THE TASK
Reproduce the material without any change, beginning with the line that contains "Exercise. Indicate with a point every instance of the yellow" and continuing through the end of the material, both ends included.

AVAILABLE RECORDS
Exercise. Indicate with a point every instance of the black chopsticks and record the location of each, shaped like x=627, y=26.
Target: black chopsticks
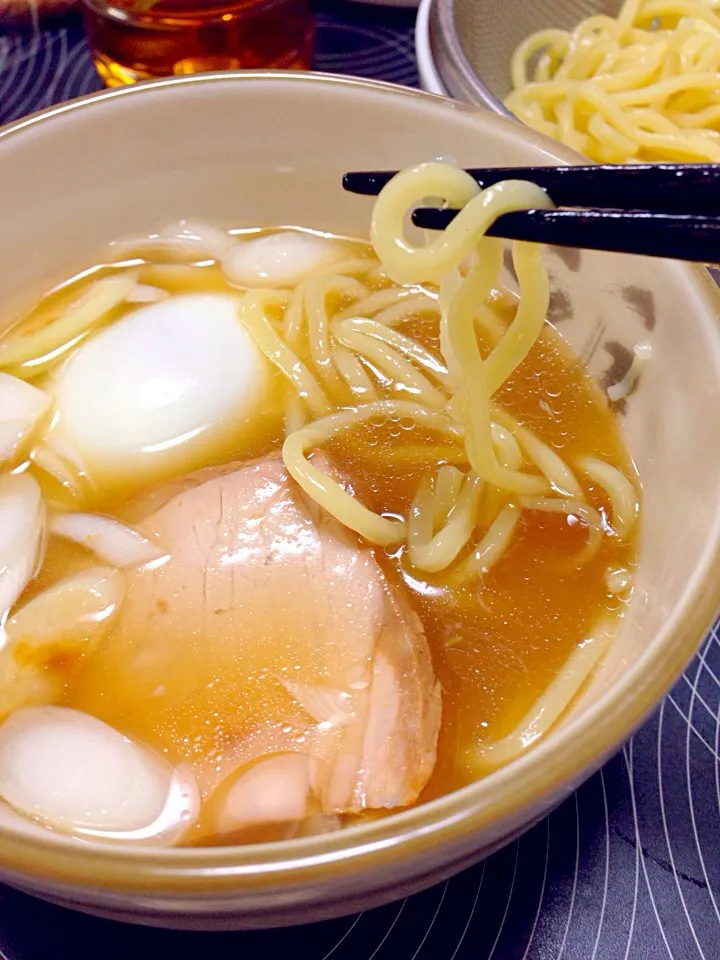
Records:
x=659, y=210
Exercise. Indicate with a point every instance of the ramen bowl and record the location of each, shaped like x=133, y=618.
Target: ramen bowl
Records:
x=263, y=149
x=466, y=46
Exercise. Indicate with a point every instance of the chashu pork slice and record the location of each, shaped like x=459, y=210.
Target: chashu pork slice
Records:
x=270, y=652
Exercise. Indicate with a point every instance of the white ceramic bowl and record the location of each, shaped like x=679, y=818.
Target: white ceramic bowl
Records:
x=266, y=148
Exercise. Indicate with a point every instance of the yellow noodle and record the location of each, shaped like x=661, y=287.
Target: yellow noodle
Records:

COMPLETE OUTPUT
Exercise. Indicate with a point every instance of the yellow noodle and record the location of each, shaped like x=661, y=287.
Target: yellow noodle
Records:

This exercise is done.